===== Task data =====
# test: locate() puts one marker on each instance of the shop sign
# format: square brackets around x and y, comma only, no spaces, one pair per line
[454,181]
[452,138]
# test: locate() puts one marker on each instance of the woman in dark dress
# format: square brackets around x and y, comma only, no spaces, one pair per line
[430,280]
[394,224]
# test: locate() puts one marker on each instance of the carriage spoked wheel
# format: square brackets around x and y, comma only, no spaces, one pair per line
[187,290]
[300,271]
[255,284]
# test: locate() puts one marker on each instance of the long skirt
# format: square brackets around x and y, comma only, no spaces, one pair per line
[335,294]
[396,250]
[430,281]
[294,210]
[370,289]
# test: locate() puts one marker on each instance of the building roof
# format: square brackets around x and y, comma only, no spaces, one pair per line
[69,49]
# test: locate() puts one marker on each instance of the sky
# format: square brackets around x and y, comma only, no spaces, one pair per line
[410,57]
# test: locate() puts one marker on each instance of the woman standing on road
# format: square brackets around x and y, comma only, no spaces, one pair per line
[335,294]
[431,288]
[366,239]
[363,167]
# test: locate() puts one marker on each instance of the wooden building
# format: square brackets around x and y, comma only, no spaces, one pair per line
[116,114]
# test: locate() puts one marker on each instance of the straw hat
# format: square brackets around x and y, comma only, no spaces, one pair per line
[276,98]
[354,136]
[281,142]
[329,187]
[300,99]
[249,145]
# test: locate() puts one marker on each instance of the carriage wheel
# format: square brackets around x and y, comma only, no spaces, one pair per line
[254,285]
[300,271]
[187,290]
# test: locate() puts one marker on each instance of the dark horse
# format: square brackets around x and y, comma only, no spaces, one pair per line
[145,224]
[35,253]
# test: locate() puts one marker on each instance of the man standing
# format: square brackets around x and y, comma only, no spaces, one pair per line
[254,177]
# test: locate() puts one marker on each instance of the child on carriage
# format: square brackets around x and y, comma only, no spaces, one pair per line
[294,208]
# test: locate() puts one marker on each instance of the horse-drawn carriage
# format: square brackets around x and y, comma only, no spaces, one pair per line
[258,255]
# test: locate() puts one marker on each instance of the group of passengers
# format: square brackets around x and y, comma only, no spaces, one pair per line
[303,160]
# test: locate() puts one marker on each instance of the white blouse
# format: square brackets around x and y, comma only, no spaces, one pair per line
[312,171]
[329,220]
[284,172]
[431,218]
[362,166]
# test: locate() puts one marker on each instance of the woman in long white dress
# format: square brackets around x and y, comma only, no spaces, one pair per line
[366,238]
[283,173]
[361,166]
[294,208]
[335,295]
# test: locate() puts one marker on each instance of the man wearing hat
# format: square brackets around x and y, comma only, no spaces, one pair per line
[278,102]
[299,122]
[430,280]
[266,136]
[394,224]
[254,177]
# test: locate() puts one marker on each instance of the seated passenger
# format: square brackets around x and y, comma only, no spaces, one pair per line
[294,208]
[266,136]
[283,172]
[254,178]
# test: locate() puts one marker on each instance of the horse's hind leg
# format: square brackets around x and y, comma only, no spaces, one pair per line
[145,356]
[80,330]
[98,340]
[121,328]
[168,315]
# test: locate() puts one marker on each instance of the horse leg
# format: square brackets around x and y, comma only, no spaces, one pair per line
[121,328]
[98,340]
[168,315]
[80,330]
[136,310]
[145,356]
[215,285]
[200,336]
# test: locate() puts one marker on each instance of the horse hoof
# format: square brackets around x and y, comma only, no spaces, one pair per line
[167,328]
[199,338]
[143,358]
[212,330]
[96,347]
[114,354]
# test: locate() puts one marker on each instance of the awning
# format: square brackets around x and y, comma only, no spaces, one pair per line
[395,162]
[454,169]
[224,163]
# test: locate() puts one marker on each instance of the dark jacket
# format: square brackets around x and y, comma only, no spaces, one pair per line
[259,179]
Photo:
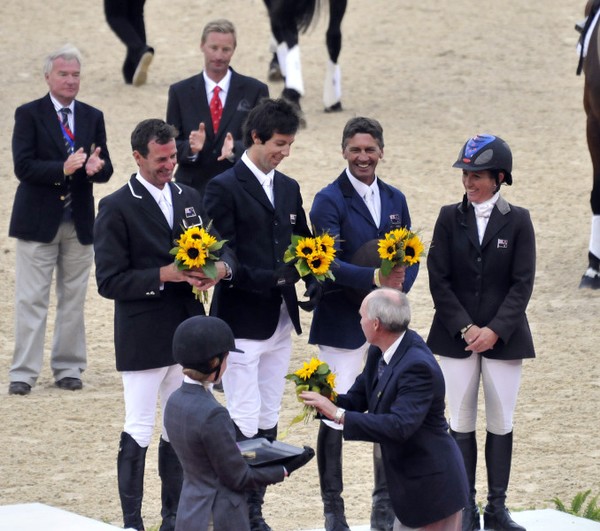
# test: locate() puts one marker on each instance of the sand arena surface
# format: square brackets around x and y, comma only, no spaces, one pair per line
[433,73]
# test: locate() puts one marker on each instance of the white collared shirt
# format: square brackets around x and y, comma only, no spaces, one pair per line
[363,190]
[264,179]
[210,85]
[389,353]
[71,116]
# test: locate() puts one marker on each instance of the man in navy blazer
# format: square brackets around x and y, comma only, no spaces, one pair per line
[136,227]
[59,151]
[202,150]
[341,210]
[398,402]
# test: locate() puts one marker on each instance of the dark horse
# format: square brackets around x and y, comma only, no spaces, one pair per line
[289,18]
[590,64]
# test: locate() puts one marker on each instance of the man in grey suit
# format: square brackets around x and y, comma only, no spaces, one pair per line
[207,145]
[59,152]
[203,435]
[134,232]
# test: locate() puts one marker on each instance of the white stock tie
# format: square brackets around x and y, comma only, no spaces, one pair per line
[166,208]
[268,186]
[370,202]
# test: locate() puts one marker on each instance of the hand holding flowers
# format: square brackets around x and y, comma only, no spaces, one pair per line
[312,376]
[195,252]
[312,256]
[399,247]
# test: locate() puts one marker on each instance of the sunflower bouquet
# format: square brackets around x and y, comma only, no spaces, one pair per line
[312,256]
[400,247]
[196,248]
[312,376]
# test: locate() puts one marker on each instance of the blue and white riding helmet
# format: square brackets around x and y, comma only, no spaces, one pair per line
[486,152]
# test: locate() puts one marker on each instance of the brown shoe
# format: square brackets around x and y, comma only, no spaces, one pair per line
[19,388]
[69,384]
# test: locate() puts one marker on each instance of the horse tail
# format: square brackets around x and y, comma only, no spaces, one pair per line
[302,11]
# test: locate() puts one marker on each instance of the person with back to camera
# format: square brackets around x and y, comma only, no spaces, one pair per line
[203,435]
[209,109]
[481,267]
[398,402]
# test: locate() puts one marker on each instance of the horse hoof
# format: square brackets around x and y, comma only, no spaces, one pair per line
[590,282]
[336,107]
[274,73]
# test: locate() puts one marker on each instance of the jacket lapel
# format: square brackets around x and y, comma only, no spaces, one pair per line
[250,183]
[354,201]
[50,120]
[497,220]
[389,371]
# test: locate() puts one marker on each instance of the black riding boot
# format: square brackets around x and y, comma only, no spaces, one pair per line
[171,477]
[382,513]
[498,456]
[329,463]
[131,462]
[256,498]
[467,444]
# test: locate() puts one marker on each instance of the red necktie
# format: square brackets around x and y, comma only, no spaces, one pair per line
[216,108]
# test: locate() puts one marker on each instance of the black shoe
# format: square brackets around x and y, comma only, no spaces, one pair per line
[471,518]
[336,107]
[258,524]
[69,384]
[19,388]
[141,70]
[500,520]
[590,282]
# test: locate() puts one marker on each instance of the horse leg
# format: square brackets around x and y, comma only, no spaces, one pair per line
[591,278]
[332,87]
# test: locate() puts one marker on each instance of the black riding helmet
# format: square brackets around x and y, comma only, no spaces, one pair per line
[199,339]
[486,152]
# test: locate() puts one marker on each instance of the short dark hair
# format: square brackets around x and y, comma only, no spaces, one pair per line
[360,124]
[147,131]
[269,117]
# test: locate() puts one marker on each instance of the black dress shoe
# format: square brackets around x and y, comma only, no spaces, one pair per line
[19,388]
[590,282]
[69,384]
[140,74]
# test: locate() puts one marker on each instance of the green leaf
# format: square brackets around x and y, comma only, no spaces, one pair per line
[386,267]
[210,270]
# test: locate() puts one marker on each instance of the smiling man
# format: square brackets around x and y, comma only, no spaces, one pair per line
[356,208]
[257,208]
[134,232]
[209,109]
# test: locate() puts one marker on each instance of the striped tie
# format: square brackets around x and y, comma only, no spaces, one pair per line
[216,109]
[64,112]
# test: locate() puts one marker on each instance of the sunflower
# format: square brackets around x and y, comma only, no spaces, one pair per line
[306,247]
[399,234]
[318,263]
[308,369]
[326,244]
[413,248]
[192,253]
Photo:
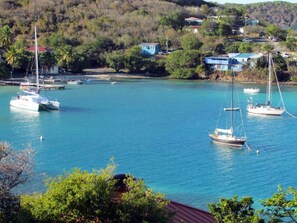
=====
» About this task
All lines above holding the word "dark" make up the answer; copy each one.

» Answer space
# test: locate() puts one marker on each instance of the woman in dark dress
# test: locate() puts one marker on each instance of the dark horse
# test: locate() puts one marker on each instance of the dark jacket
# test: locate() puts one marker on each instance of the dark horse
# test: locate() puts one marker on each instance of the short dark hair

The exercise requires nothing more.